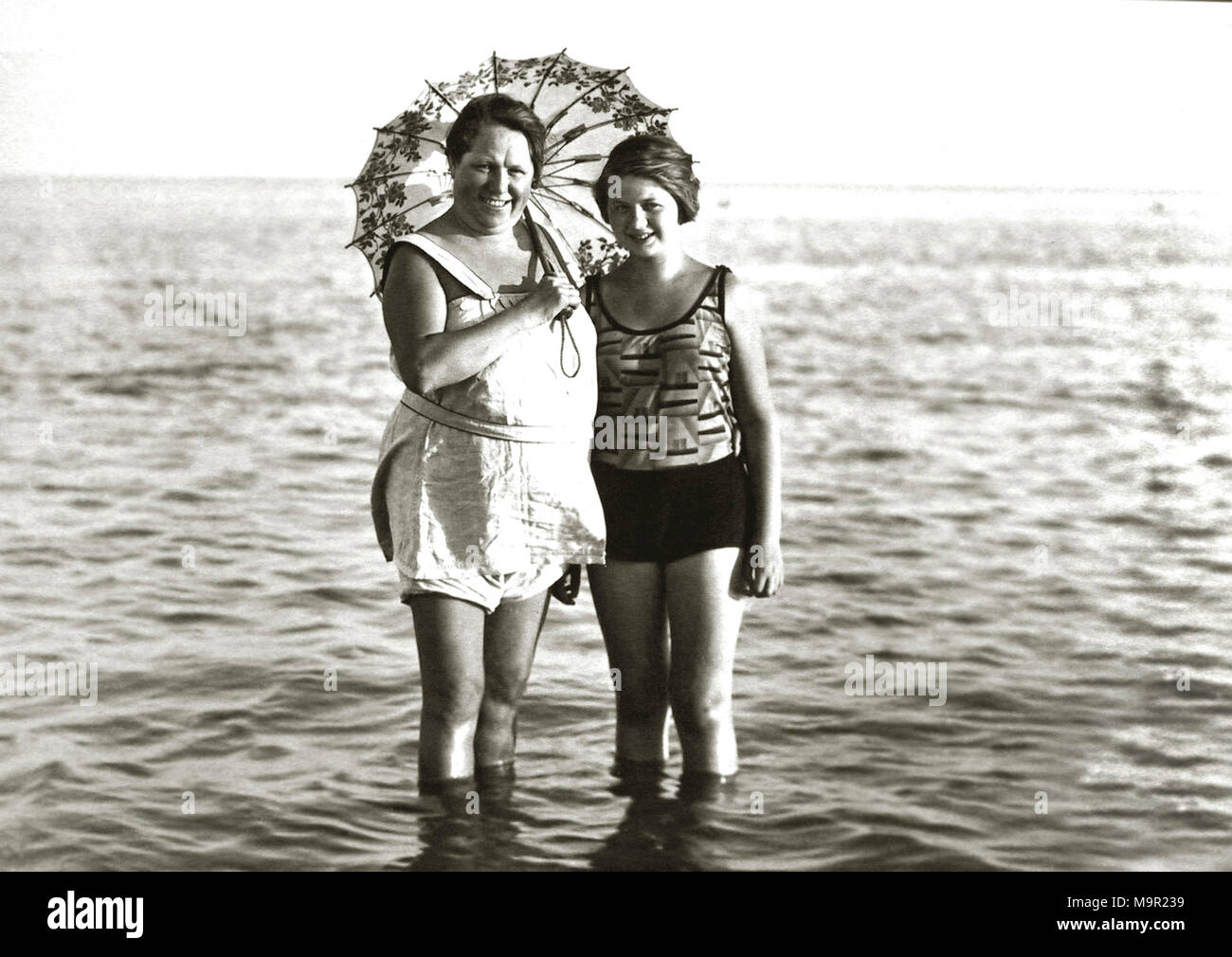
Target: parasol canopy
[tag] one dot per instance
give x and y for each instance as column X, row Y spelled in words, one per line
column 587, row 111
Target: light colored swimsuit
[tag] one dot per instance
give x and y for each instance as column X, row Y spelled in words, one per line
column 483, row 490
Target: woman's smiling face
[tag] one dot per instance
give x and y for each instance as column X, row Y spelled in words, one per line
column 644, row 217
column 492, row 181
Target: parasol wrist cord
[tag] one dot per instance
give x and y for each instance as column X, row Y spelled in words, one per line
column 563, row 319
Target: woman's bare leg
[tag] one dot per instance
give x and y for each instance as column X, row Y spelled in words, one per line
column 705, row 616
column 510, row 636
column 632, row 615
column 448, row 633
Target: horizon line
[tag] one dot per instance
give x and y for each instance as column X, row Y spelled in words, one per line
column 796, row 185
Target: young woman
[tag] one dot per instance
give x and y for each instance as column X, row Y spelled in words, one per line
column 693, row 502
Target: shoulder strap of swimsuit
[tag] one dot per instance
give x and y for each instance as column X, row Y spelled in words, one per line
column 447, row 262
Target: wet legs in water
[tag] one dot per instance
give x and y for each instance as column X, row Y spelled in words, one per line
column 473, row 668
column 637, row 604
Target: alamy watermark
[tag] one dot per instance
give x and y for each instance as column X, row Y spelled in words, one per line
column 188, row 309
column 1042, row 309
column 885, row 678
column 52, row 678
column 621, row 432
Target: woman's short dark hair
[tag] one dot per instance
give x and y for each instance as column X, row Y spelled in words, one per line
column 653, row 156
column 504, row 111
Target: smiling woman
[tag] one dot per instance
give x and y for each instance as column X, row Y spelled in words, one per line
column 483, row 494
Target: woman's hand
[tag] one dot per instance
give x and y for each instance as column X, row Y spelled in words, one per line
column 554, row 295
column 762, row 569
column 567, row 587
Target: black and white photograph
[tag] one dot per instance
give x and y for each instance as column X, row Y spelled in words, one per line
column 635, row 436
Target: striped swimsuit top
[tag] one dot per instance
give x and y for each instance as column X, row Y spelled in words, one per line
column 664, row 393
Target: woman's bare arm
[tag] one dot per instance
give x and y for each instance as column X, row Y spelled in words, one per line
column 759, row 429
column 429, row 357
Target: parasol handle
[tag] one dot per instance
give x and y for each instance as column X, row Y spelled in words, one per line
column 563, row 316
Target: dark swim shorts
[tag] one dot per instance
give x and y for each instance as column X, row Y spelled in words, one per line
column 663, row 515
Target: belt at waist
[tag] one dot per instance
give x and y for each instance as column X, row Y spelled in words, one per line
column 442, row 415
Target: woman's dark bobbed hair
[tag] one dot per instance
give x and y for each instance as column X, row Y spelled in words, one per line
column 503, row 111
column 653, row 156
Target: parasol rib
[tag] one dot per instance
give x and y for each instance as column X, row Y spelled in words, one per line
column 543, row 78
column 583, row 95
column 394, row 216
column 547, row 191
column 444, row 99
column 565, row 143
column 405, row 173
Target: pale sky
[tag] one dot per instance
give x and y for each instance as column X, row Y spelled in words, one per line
column 1076, row 94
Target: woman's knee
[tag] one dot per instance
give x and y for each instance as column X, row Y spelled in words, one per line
column 504, row 690
column 700, row 711
column 456, row 702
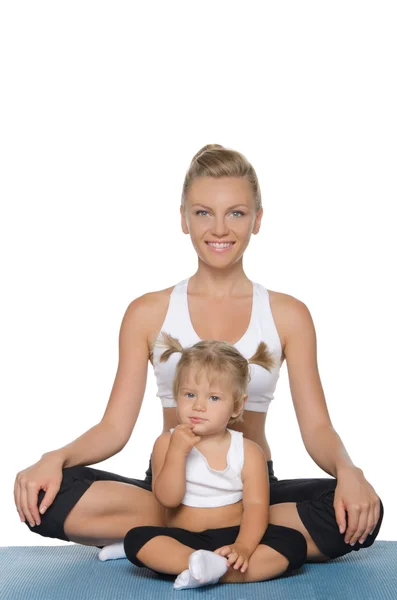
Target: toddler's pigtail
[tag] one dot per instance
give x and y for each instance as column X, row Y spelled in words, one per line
column 172, row 344
column 263, row 357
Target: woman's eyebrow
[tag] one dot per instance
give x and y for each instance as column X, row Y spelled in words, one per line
column 229, row 208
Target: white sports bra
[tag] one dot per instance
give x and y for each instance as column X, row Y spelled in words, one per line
column 177, row 323
column 207, row 487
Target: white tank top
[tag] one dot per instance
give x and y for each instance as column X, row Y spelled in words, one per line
column 207, row 487
column 177, row 323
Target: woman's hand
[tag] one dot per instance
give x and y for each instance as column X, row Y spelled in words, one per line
column 355, row 495
column 237, row 556
column 46, row 474
column 183, row 439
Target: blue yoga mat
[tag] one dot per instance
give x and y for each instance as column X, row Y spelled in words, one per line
column 74, row 572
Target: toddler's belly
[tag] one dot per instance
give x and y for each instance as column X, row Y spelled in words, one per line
column 200, row 519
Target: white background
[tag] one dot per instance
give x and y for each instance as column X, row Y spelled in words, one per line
column 103, row 105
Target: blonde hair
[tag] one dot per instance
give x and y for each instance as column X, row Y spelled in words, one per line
column 216, row 357
column 214, row 160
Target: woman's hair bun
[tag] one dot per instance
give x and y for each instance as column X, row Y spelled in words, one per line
column 207, row 147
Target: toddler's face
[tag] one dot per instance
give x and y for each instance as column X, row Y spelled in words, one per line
column 206, row 400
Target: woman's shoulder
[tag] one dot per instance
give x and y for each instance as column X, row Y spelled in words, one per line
column 150, row 309
column 286, row 311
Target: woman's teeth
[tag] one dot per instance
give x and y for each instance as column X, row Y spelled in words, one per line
column 220, row 245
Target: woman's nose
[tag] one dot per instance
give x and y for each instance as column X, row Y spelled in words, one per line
column 199, row 405
column 220, row 227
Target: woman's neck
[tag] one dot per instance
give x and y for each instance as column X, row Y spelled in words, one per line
column 220, row 282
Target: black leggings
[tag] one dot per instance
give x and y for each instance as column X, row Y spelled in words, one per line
column 314, row 501
column 289, row 542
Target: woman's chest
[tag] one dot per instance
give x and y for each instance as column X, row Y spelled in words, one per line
column 226, row 320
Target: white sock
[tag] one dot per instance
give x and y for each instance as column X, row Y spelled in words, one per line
column 205, row 568
column 112, row 551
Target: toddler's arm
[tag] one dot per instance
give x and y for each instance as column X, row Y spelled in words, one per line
column 169, row 464
column 256, row 498
column 169, row 472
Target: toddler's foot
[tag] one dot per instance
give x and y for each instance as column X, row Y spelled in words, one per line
column 205, row 568
column 112, row 552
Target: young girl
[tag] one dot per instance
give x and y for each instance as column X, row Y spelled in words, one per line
column 213, row 483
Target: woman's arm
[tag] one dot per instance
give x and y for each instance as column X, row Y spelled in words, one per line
column 353, row 493
column 321, row 440
column 112, row 433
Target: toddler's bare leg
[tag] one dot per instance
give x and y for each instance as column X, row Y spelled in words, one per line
column 165, row 555
column 265, row 563
column 108, row 509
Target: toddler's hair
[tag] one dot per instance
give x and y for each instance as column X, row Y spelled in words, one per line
column 218, row 358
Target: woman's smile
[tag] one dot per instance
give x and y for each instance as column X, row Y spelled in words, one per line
column 219, row 247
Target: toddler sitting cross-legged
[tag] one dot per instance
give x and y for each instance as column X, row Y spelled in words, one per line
column 213, row 483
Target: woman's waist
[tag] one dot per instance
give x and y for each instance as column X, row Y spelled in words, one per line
column 195, row 518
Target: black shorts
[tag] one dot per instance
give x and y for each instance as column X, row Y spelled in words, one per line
column 313, row 497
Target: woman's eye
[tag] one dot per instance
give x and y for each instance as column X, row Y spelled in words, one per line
column 234, row 212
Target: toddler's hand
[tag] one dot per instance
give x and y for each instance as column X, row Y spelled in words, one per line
column 236, row 556
column 183, row 439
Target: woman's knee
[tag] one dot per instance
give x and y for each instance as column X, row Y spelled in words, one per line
column 289, row 542
column 137, row 537
column 52, row 522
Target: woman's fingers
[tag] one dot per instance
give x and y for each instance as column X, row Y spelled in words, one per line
column 361, row 527
column 239, row 562
column 17, row 498
column 25, row 507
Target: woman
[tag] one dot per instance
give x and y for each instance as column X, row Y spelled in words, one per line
column 220, row 209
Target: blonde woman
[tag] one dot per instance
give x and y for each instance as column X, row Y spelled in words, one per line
column 220, row 209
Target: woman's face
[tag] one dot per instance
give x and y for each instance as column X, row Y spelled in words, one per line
column 220, row 217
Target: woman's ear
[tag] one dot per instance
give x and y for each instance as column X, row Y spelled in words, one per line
column 184, row 224
column 257, row 223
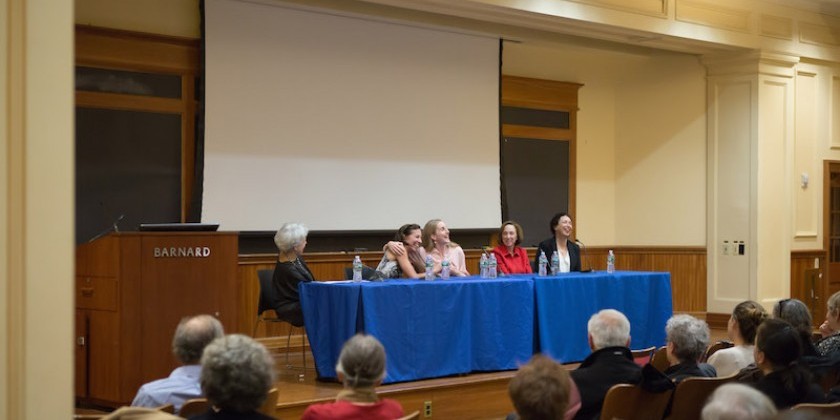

══════════════════════════════

### WRITTEN PROBLEM
Write out, word for word, the lines of the items from the line containing "Target: light colored swimsuit" up to and including the line containing "column 448, row 633".

### FULL ANSWER
Target: light colored swimsuit
[tag] one dot per instance
give x and y for each instance as column X, row Y spelled in words, one per line
column 483, row 490
Target: woman's smiling face
[tag] one dot per instance
give x and y for each instance as column X, row Y spelled in words, one per line
column 644, row 217
column 492, row 181
Target: parasol wrist cord
[tag] one dot per instance
give x and y for each instance as column X, row Y spelled in words, one per line
column 563, row 319
Target: woman's bare leg
[tag] one dot per instance
give x and y for each instance as column X, row Y spelled in words, one per line
column 705, row 616
column 510, row 636
column 632, row 615
column 448, row 633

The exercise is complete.